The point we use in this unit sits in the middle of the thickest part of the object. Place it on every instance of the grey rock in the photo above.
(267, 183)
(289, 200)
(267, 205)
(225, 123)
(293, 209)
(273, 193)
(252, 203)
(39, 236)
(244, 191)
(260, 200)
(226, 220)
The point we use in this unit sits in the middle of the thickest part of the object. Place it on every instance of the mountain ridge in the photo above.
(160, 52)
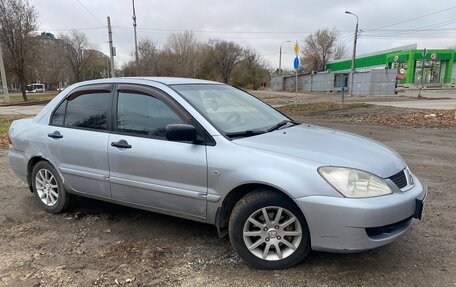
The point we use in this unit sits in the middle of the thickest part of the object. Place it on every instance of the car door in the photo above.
---
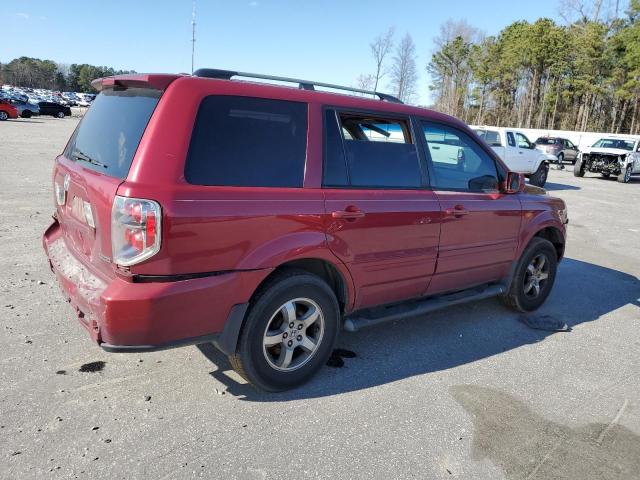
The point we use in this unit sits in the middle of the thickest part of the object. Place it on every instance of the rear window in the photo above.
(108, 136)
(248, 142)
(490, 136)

**Task details**
In the data above, the stretch from the line with "rock in the photo above." through the line with "door in the photo above." is to be returned exactly, minus any pictures.

**Reply to the exercise**
The point we use in this unit sits in the middle of the thickest part of the object. Place it on every instance of the grey rock in the photo above.
(267, 183)
(289, 200)
(267, 205)
(225, 123)
(293, 209)
(273, 193)
(252, 203)
(39, 236)
(244, 191)
(260, 200)
(226, 220)
The point we use in this unit sits in the middle of the thickest part of the object. Place it on every instance of the mountain ridge in the photo above.
(160, 52)
The point we use in this unit sits in the middle of the thickest part of the object. Place it on every instance of the car door in the photo above.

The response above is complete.